** Opening Text block block **

The menace of fake drugs – what is the PSN doing about it?
When fake drugs came into this country, nobody knew what it meant. Luckily for me, I was one of the first to confront fake medicine. I was national sales manager in the early eighties when fake drugs started becoming an issue.
At that time, there was no law. It was just like any other infringement. When we got people arrested by the police, the DPPs would tell us that there was no crime there and that it was mainly a civil matter, meaning that they could only be sued to court by the appropriate bodies and not to be arrested by the police.
It was because of such issues that that the PSN became vocal and, through the instrumentality of the PSN, the NAFDAC decree was born. And the NAFDAC decree is the fundamental instrument for managing the pharmaceutical space, for arresting fake drugs and trying to bring it down.
When Dora Akunyili came at the height of fake drugs, the incidence was so high but since then, NAFDAC has been working. The Pharmacists Council of Nigeria (PCN), the regulatory agency, has also been working. All the regulation PCN does is done through PSN which is indirectly involved in regulation. So, PSN has been a major driver in the battle against fake drugs, as well as malfeasance and malpractices in the pharmaceutical industry.
What will be the core benefit of the passage of the PCN Bill which is currently before the National Assembly?
The core benefit is that it will strengthen regulation. It will give PCN additional power and resources to achieve what we are all crying about. We are crying that the space is not properly regulated. There are too many interlopers, infringers and pretenders in the industry.
Unfortunately, as at today, the PCN is limited. Some other institutions can prosecute you if you violate their rules but the PCN has neither the power nor the resources to do same.
The passage of the PCN Bill will also give the institution a broader scope to regulate the pharmaceutical space because it would then have the constitutional backing to regulate, for instance, the patent medicine dealers, who claim they are not pharmacists and therefore are not within the PCN’s purview.
What are those principles young pharmacists should imbibe to enable them carve a niche for themselves?
I will give them four things which I call the four Ps. The first is to have a Purpose. It can also be interpreted as to have a Vision. You must have a purpose and vision for your life.
When I joined Pfizer in 1978, I had an uncle who had money. He wanted me to join him to start a pharmaceutical business in Aba. Ninety per cent of young people would have jumped at the offer because of the money involved but I had a different vision.

** Closing Text block block **
** Opening Listed entries block **

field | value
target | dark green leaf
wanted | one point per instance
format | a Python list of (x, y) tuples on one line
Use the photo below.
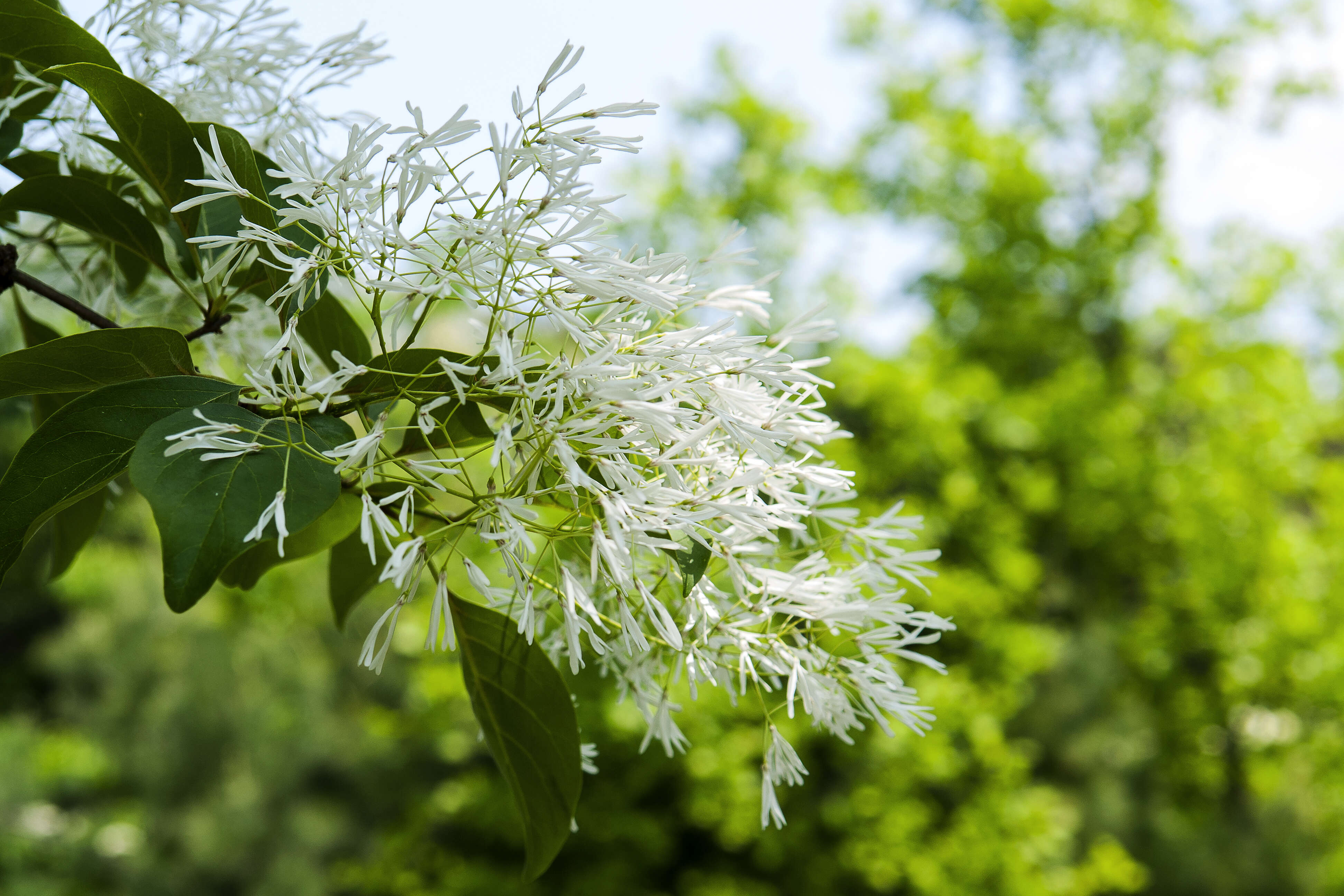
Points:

** Closing Listed entries block **

Things to do |
• 1. Return the part of the interview on fake drugs between "Unfortunately, as at" and "to do same.", inclusive, copied without any change.
• 2. According to the interview on fake drugs, in what year did the speaker join Pfizer?
These data are unrelated material kept apart from the text.

Task answers |
• 1.
Unfortunately, as at today, the PCN is limited. Some other institutions can prosecute you if you violate their rules but the PCN has neither the power nor the resources to do same.

• 2. 1978